Tailored Chemistry For Gas Lift Systems Boosts Well Performance

By David Gilmore and Lucas McKernan

THE WOODLANDS, TX.–Gas lift applications are continuing to grow in North American onshore fields—and for good reason.

Gas lift systems can handle a range of rates and operational characteristics, including the multiphase production flows with high gas-to-oil ratios and solids content typical of many unconventional wells. Another key advantage is gas lift’s inherent versatility to adapt to rapidly changing conditions during early well life by adjusting injection volumes, and its ability to maintain lifting efficiency well into the decline curve. Moreover, gas lift mimics the natural reservoir environment, creating a differential pressure between the reservoir and the wellbore to reduce flowing tubing pressure and lift fluids to surface.

But there is another important enabler behind gas lift’s emergence as the artificial lift system of choice for many operators: the abundance of available injection supplies in horizontal tight oil plays. Significant amounts of associated gas are produced along with liquids in even the “oiliest” of basins.

AIM: Print the entire gas lift article word for word.

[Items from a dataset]
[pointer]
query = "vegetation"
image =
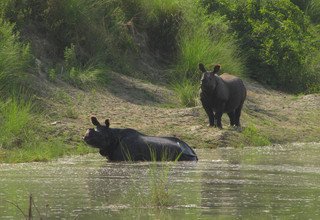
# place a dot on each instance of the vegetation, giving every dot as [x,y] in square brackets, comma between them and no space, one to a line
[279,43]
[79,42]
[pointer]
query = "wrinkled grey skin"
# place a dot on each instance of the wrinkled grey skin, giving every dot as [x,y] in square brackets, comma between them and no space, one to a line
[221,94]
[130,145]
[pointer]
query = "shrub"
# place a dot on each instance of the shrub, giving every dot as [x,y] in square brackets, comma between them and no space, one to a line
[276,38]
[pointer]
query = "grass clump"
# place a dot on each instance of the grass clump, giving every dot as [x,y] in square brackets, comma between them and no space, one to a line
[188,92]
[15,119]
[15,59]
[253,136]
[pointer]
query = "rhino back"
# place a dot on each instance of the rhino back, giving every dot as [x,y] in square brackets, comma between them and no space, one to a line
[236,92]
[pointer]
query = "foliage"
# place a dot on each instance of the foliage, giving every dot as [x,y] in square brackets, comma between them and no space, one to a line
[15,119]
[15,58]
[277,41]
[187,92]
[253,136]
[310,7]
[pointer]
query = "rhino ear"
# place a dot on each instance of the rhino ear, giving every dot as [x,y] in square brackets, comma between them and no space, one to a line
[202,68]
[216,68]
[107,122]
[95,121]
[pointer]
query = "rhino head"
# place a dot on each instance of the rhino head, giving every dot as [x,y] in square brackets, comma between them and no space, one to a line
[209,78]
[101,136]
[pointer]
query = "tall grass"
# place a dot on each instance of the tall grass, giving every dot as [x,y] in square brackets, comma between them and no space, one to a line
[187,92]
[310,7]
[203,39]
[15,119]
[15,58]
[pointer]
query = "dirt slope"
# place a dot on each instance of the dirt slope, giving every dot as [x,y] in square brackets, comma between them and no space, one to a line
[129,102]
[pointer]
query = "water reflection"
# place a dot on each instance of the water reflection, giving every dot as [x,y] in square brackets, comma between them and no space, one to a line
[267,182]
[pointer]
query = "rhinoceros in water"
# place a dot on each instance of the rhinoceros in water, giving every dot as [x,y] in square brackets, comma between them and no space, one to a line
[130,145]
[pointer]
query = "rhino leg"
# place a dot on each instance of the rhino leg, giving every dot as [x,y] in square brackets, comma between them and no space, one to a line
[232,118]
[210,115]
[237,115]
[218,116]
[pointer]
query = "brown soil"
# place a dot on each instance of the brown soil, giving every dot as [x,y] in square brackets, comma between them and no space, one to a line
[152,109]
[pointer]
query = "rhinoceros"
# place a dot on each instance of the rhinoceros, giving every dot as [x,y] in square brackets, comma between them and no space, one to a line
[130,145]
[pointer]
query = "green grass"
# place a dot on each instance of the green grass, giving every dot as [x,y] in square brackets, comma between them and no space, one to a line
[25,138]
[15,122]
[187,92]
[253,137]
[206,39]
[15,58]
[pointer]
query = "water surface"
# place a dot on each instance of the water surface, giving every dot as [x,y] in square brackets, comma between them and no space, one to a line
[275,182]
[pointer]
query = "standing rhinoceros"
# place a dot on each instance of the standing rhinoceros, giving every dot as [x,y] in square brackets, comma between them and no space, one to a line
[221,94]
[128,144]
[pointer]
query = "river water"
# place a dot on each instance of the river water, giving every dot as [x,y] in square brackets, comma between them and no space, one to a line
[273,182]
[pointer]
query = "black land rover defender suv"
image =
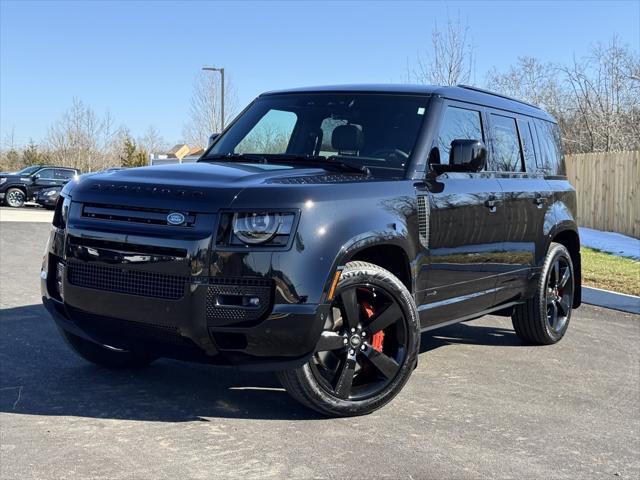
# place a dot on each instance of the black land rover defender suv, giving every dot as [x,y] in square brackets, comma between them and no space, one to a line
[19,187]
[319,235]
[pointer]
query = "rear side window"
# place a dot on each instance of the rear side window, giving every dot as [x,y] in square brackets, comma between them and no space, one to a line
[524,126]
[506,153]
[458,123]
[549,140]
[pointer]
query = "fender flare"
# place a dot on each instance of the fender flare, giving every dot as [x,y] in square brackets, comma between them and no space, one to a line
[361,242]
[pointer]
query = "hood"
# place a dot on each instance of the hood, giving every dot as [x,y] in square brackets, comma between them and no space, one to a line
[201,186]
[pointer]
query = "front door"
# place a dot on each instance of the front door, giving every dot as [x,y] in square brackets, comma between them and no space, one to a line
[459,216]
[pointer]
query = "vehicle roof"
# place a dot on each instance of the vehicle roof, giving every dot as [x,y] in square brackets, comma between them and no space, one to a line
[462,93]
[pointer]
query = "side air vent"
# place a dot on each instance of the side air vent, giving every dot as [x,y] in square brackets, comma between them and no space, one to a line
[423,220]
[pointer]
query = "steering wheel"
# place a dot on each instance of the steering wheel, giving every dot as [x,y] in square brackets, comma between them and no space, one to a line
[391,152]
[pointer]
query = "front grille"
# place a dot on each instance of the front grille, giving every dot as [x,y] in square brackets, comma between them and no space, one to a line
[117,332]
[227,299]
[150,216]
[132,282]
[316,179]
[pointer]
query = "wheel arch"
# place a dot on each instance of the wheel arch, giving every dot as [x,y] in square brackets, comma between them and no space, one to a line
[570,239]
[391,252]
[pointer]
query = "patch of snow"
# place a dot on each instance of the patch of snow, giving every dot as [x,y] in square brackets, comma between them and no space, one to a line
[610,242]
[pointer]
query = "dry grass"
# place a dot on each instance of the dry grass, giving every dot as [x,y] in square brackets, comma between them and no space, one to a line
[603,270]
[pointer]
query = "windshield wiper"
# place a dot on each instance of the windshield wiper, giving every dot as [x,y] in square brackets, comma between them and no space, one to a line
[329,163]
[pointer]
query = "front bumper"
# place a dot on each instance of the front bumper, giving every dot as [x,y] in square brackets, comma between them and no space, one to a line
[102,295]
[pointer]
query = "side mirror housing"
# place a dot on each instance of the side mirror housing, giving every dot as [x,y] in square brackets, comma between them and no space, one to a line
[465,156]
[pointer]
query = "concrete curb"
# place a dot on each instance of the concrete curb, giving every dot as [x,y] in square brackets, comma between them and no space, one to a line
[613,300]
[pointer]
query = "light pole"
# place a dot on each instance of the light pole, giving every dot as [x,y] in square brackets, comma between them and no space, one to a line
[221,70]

---

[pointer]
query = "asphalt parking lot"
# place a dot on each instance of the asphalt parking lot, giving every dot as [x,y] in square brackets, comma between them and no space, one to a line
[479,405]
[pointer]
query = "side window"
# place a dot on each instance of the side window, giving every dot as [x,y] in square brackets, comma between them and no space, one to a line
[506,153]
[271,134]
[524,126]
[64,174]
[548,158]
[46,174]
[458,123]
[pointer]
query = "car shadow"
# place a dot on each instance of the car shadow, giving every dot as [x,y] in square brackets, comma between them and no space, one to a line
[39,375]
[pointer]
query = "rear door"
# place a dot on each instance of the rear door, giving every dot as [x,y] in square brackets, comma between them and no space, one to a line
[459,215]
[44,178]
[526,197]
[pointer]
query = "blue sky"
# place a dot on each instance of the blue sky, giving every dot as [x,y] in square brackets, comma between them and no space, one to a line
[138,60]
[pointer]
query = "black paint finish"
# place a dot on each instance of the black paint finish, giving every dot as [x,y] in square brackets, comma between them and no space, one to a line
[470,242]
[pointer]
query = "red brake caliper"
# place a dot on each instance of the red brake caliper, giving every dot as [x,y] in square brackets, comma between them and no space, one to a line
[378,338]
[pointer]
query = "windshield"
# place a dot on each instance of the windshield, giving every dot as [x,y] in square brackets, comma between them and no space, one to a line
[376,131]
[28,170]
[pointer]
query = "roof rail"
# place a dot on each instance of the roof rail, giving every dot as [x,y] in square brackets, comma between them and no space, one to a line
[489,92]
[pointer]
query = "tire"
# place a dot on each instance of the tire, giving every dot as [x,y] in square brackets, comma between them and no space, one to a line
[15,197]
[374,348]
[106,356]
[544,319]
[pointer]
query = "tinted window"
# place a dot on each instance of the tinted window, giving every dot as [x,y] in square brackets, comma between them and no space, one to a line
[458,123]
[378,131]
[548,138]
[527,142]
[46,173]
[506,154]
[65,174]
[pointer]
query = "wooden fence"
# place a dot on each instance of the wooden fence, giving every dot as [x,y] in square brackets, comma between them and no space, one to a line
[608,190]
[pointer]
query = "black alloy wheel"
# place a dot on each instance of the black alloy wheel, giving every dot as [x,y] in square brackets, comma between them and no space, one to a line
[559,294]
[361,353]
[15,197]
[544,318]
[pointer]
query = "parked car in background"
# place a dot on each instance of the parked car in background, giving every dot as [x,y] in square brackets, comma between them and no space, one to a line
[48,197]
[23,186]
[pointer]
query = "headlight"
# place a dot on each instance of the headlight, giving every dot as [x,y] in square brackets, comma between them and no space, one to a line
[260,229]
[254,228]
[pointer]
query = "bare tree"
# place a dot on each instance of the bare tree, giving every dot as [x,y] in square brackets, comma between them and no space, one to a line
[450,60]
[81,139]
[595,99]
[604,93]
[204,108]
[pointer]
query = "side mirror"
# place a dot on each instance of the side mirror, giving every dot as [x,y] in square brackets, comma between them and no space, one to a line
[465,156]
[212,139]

EXERCISE RESPONSE:
Tailored Chemistry For Gas Lift Systems Boosts Well Performance

By David Gilmore and Lucas McKernan

THE WOODLANDS, TX.–Gas lift applications are continuing to grow in North American onshore fields—and for good reason.

Gas lift systems can handle a range of rates and operational characteristics, including the multiphase production flows with high gas-to-oil ratios and solids content typical of many unconventional wells. Another key advantage is gas lift’s inherent versatility to adapt to rapidly changing conditions during early well life by adjusting injection volumes, and its ability to maintain lifting efficiency well into the decline curve. Moreover, gas lift mimics the natural reservoir environment, creating a differential pressure between the reservoir and the wellbore to reduce flowing tubing pressure and lift fluids to surface.

But there is another important enabler behind gas lift’s emergence as the artificial lift system of choice for many operators: the abundance of available injection supplies in horizontal tight oil plays. Significant amounts of associated gas are produced along with liquids in even the “oiliest” of basins.